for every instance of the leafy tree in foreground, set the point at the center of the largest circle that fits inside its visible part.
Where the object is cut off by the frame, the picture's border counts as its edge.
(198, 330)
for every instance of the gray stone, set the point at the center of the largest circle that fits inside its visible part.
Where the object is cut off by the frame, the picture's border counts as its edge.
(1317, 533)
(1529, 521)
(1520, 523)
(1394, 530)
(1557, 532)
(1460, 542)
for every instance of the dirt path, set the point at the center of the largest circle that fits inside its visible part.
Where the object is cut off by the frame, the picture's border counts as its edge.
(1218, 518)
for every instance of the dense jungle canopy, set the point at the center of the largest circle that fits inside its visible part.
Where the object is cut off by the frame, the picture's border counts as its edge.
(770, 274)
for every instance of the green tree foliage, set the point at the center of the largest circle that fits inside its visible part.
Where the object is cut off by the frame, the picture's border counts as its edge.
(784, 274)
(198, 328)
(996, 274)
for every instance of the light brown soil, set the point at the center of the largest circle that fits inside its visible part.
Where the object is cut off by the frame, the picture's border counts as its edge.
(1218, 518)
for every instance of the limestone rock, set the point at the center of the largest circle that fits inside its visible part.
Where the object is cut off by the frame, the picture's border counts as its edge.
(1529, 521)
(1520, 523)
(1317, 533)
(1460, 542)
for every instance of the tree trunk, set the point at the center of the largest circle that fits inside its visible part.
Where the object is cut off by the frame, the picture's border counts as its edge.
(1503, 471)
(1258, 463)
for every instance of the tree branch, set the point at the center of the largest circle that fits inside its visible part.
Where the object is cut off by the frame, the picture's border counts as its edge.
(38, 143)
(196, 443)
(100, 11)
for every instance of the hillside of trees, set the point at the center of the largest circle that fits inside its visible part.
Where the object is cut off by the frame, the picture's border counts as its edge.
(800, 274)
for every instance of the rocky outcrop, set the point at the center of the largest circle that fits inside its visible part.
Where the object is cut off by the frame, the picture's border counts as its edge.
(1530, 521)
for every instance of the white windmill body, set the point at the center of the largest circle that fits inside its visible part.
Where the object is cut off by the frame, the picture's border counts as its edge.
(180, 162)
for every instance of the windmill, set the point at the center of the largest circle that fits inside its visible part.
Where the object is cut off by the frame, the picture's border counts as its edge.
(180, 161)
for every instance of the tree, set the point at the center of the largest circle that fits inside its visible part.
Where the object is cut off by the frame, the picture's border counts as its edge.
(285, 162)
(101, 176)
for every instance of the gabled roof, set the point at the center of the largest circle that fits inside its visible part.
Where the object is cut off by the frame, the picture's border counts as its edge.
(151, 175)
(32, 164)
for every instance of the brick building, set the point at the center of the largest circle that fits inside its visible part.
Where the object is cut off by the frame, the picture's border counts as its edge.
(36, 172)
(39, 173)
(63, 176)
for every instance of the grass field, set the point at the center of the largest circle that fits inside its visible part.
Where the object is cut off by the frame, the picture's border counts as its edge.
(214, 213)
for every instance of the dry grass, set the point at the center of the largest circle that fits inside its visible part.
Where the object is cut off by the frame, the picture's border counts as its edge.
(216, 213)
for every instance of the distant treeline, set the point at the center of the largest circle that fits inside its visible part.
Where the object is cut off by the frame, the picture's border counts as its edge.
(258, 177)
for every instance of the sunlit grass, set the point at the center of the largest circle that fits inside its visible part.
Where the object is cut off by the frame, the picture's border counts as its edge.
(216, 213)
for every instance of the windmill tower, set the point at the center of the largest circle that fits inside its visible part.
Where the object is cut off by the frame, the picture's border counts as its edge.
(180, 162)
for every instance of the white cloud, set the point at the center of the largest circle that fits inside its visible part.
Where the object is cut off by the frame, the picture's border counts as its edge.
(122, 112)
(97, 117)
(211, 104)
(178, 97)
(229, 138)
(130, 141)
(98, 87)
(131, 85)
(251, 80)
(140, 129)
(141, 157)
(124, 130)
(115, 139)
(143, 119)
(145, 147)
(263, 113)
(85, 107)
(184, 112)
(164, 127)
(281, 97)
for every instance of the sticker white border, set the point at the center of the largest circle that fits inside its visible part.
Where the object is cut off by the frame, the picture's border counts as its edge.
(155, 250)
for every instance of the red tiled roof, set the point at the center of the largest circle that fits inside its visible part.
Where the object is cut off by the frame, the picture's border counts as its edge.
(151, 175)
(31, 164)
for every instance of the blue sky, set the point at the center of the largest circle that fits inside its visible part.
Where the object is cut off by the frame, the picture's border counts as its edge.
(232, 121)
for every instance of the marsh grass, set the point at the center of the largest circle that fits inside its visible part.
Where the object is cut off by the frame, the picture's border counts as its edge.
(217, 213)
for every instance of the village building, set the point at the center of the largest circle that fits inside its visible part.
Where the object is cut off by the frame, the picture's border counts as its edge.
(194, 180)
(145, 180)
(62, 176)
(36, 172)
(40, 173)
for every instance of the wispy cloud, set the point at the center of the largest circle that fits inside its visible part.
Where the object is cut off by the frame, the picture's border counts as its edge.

Problem details:
Your reply must contain each entry, reproduced exactly.

Result of this exercise:
for every instance of the leafy tree in foreground, set the point at the center of the largest circle that fits inside its visible part.
Where the object is cut off by the frame, the picture's border counts as its edge.
(198, 330)
for every instance of the gray stone, set the point at the center of the largest circle that fits inside its visible part.
Where the object is cut off by the frame, the picture's border counts as its edge.
(1317, 533)
(1529, 521)
(1520, 523)
(1394, 530)
(1557, 532)
(1460, 542)
for every instance of the dirt path, set the point at the center of the largest circle that fits inside its visible part.
Where the object is cut off by the frame, the picture's border counts as its edge.
(1218, 518)
for every instance of the dense jungle canopy, set the point at the center of the largest circle that fits inside its visible part.
Where the object is cut off by the frame, the picture's border counts as its edge.
(770, 274)
for every instance of the green tree foliage, set the point at the center of the largest circle that fits inside its visible part.
Where the object is cut off by the frame, the picture's border counts as its edge.
(784, 274)
(198, 328)
(996, 274)
for every instance of the light brown soil, set the point at the center of the largest circle that fits inside its visible part.
Where the object is cut off by the frame, the picture's border counts as its edge.
(1218, 518)
for every instance of the limestone rock, set the point at the center of the largest circle that fits inside its visible part.
Where the object is cut off by the frame, the picture's border counts as its edge.
(1529, 521)
(1520, 523)
(1317, 533)
(1460, 542)
for every instance of the tree trunk, set the point at the center of the largest circle that fits inside its visible part.
Where the object is cut off by the frame, the picture's border counts as its edge.
(1503, 471)
(1258, 463)
for every instance of the tree branch, set the point at the center of the largest circle that fits inside its visible part.
Where the object is cut off by the frame, the picture's border counts as its edge.
(38, 143)
(196, 443)
(100, 11)
for every instance of the hillside of trees, set the point at the center of the largest circle that fits inside its visible part.
Where the object is cut off by the frame, the picture's border counts as its edge.
(800, 274)
for every instance of the rocky outcrop, set the point at the center of the largest circle that fits inside its visible part.
Where the object is cut off by the frame, the picture's border counts as its edge.
(1530, 521)
for every instance of the white windmill body, set the point at the center of the largest circle that fits inside its visible part.
Where the object is cut off by the frame, the picture's border counts as its edge.
(180, 162)
for every instance of the windmill, set the point at the center of the largest circle that fits inside its visible part.
Where the object is cut off by the frame, the picture's border counts as its edge.
(180, 161)
for every instance of the tree, set the point at the center of the largest circle that fits inside its visible part.
Where the object is cut off by the frame, the picture's border counts as its edge.
(285, 162)
(101, 176)
for every instance of the gabled roof, set the point at the center of the largest circle that fits inside its visible part.
Where the object is cut off by the frame, the picture's border counts as its edge.
(151, 175)
(32, 164)
for every instance of the brick building, set the point at the center of the largest circle that fits inside its visible part.
Where the object is cut off by the frame, the picture's border counts as its edge.
(36, 172)
(39, 173)
(63, 176)
for every instance of the grass field, set the point at the center of the largest circle that fits inside its visible part.
Where the object is cut off by the frame, the picture's border counts as its edge.
(214, 213)
for every instance of the dry grass, set the point at the center of the largest circle that fits inside its visible part.
Where the object is cut off by the frame, the picture's border counts as its edge.
(216, 213)
for every instance of the distant treeline, set the point at the center of the largest circle that fits inside its visible part.
Where the object is cut off by the frame, the picture's border counts as its edge.
(258, 177)
for every instance of the sunlit grass, set the point at the center of the largest circle that fits inside its visible part.
Where the object is cut off by the frame, the picture's border counts as its edge.
(216, 213)
for every instance of the windmill tower, set the point at the center of the largest circle that fits inside its visible part.
Where the object is cut off by the frame, the picture's border counts as its edge.
(180, 162)
for every instance of the white cloud, set the point at the center of the largest circle that fits inside its visible part.
Where the object is cut off by the frame, the picture's border counts as its edge.
(122, 112)
(97, 117)
(211, 104)
(178, 97)
(229, 138)
(130, 141)
(98, 87)
(131, 85)
(251, 80)
(140, 129)
(141, 157)
(124, 130)
(115, 139)
(143, 119)
(145, 147)
(263, 113)
(85, 107)
(184, 112)
(164, 127)
(281, 97)
for every instance of the sticker white border, set the point at the center of the largest circle that fits inside its visible part.
Where the object is cut off by the frame, the picture's border counts as its edge.
(155, 250)
for every instance of the red tiled roof, set the point at the center of the largest circle that fits inside its visible part.
Where the object is cut off by the frame, the picture's border counts as its edge.
(151, 175)
(31, 164)
for every instance of the blue sky, set the point at the center of the largest circle that fits inside its visible part.
Where the object is cut off by the frame, the picture's border counts as its edge.
(232, 121)
for every instance of the marsh grass, set the point at the center of the largest circle that fits inside its visible part.
Where the object is cut off by the frame, the picture's border counts as its edge.
(217, 213)
for every instance of the village building, set the point at the center of the largest circle that fits inside its visible part.
Where the object is cut off by the frame, the picture's border counts as its edge.
(194, 180)
(145, 180)
(62, 176)
(36, 172)
(40, 173)
for every instance of the wispy cloud, set the point at the center of the largest circle that fits inside its visible part.
Where the object is cut off by the frame, the picture's border counts as its edge.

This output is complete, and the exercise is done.